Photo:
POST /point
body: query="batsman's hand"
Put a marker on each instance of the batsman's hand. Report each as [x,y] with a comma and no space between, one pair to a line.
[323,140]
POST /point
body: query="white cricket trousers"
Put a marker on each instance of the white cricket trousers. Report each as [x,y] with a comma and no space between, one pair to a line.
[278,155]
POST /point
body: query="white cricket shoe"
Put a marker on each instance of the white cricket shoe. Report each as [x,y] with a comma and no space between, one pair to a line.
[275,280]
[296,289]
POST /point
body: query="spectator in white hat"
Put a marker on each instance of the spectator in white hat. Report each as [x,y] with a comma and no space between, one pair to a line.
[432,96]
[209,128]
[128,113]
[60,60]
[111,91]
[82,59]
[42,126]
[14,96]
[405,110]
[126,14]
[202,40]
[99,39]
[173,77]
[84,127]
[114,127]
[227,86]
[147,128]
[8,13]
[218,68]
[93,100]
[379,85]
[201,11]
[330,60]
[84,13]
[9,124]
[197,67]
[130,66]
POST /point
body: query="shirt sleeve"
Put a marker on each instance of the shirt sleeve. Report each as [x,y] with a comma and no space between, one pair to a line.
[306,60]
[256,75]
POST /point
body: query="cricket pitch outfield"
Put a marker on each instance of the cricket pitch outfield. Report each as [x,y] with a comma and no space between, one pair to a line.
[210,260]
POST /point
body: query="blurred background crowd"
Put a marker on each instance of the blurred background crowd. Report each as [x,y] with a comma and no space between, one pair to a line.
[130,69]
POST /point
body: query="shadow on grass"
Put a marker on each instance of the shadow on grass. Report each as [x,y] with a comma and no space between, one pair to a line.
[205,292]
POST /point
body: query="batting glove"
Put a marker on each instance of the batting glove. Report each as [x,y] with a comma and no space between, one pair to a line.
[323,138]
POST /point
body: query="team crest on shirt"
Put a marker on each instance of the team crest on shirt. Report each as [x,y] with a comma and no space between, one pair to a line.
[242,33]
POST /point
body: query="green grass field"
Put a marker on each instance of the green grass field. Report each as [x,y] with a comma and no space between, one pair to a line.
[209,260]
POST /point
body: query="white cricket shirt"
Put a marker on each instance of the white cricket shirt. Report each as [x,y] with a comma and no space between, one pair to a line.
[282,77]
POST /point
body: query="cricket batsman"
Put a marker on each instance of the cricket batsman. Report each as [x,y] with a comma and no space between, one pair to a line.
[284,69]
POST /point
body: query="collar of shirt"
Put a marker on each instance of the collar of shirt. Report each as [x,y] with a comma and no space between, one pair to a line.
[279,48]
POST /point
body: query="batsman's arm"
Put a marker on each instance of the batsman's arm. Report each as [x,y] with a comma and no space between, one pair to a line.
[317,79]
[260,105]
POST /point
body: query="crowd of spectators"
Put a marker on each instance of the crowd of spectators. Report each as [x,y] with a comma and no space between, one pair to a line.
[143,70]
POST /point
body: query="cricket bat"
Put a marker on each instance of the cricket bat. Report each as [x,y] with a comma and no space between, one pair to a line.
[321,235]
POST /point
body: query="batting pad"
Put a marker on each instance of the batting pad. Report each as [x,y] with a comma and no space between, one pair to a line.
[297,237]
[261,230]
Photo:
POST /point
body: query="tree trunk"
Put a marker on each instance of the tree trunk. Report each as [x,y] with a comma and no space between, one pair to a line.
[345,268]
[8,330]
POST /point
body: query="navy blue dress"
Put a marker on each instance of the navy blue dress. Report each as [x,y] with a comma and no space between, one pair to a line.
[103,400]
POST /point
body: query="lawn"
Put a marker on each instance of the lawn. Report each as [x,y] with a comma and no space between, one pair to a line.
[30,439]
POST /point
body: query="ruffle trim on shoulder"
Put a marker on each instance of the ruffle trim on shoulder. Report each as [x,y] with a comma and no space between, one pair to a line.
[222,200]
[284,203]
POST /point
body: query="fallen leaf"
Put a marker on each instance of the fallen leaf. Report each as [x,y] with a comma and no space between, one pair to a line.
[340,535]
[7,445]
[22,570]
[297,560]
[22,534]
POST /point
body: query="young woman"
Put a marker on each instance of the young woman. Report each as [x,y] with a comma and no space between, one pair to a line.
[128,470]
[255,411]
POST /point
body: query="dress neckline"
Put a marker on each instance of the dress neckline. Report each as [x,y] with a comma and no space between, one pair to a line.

----

Reproduce the material precisely, including every line.

**Output of the task**
Photo:
POST /point
body: query="batsman's hand"
Put a marker on each instance of the batsman's hand. Report each as [x,y] with a comma and no space between, one pair to a line.
[323,140]
POST /point
body: query="white cricket trousers"
Put a marker on each instance of the white cricket trousers. Report each as [x,y] with a comma and no space between, one pair to a line.
[278,155]
POST /point
body: query="white cricket shoe"
Put a marker on each instance of the white cricket shoe. Report each as [x,y] with a comma and no space between, one pair to a line.
[275,280]
[296,289]
POST /point
body: query="spectator in white hat"
Put a marker on each instance of the spectator in white hat. Report each as [x,y] with a comma and no space between, one pair to a line.
[432,96]
[209,128]
[128,113]
[60,60]
[111,91]
[82,59]
[42,126]
[14,96]
[405,110]
[126,14]
[202,40]
[99,39]
[173,77]
[84,127]
[114,127]
[227,86]
[147,128]
[8,13]
[218,68]
[93,100]
[379,85]
[201,11]
[330,60]
[84,13]
[9,124]
[197,67]
[130,66]
POST /point
body: query="shirt sleeve"
Put a marker on each instance of the shirt sleeve. Report each as [x,y] with a comma and no space between, one pair to a line.
[306,60]
[256,75]
POST /point
body: query="cricket pitch outfield"
Put a marker on each instance of the cricket pitch outfield. Report each as [x,y] with a comma and no space between, one pair to a line.
[210,260]
POST /point
body: query="blurred background crowd"
Put a marker on each instance of the blurred background crowd. Report each as [x,y] with a comma and no space between, one pair to a line.
[130,69]
POST /point
body: query="shadow on grass"
Put a marker on each instance of the shadow on grass. Report each as [x,y] with a comma and no space between, one pair to a line.
[205,292]
POST /point
body: query="batting glove"
Put a marker on each instance of the batting glove. Report each as [x,y] with a comma and no space between, one pair to a line.
[323,138]
POST /point
body: query="team crest on shirt"
Put a marker on each instance of the team crest on shirt. Report each as [x,y] with a comma and no space between, one pair to a line.
[242,33]
POST /point
body: query="green grass field"
Put a marker on each instance of the green grass field. Report each as [x,y] with a comma and no space between, one pair to a line.
[209,260]
POST /point
body: query="white cricket shirt"
Put a marker on each instance of the white cricket shirt. Report each as [x,y] with a comma and no space between, one pair to a line.
[282,77]
POST /point
body: query="cricket batsman"
Put a marker on each instance of the cricket batsman. Report each as [x,y] with a comma and no space between, one pair to a line.
[284,69]
POST /point
body: query="collar of shirt"
Put a marker on each instance of the collar of shirt. Report each as [x,y] with a comma and no space between, one pair to a line.
[279,48]
POST /point
body: query="batsman's arm"
Put a marker on each instance of the batsman's arm. Report each as [x,y] with a comma and no space between, one pair to a line.
[317,79]
[260,105]
POST /point
body: query="crowd of spectators"
Put a marker on each instance of the crowd of spectators. Report each as [x,y] with a comma and no space between, one pair to a line.
[143,70]
POST /point
body: query="cricket bat"
Put a marker on each instance of the cricket bat. Report each as [x,y] with a comma and no space between, one pair to a line.
[321,235]
POST /point
body: query="batting pad"
Put a marker on each instance of the batting pad. Report each as [x,y] with a comma and no space between, one pair to a line.
[297,237]
[261,230]
Photo:
POST /point
body: query="tree trunk"
Put a marker on each instance of the tree trunk. Report each as [x,y] with a comma and no space between, one pair to a line.
[345,268]
[8,330]
POST /point
body: query="navy blue dress"
Put a marker on each instance of the navy blue dress. Report each as [x,y] with a comma and no space between, one pair to a line.
[103,400]
POST /point
body: query="lawn"
Put a marker on each instance of the lawn. Report each as [x,y] with a comma and no space between, one pair to a line.
[30,439]
POST /point
body: query="ruffle trim on shoulder"
Put a marker on each instance of the ruffle trim on shoulder. Report each as [x,y] with a comma and no space between, one pair to a line.
[222,200]
[284,203]
POST /point
body: query="fallen leaf"
Put a marker on each instance of the fallen leaf. Report each as [x,y] with a comma and no space between, one pair to a line.
[340,535]
[7,445]
[22,570]
[297,560]
[22,534]
POST /point
body: query="young woman"
Put a marker on each instance of the young woman. Report each as [x,y] with a comma and no space between, one pair to a line.
[128,470]
[255,411]
POST /point
body: query="dress neckline"
Put a marker on each instance of the dress neckline. Report each as [x,y] with a comma and no space between, one pair to a line.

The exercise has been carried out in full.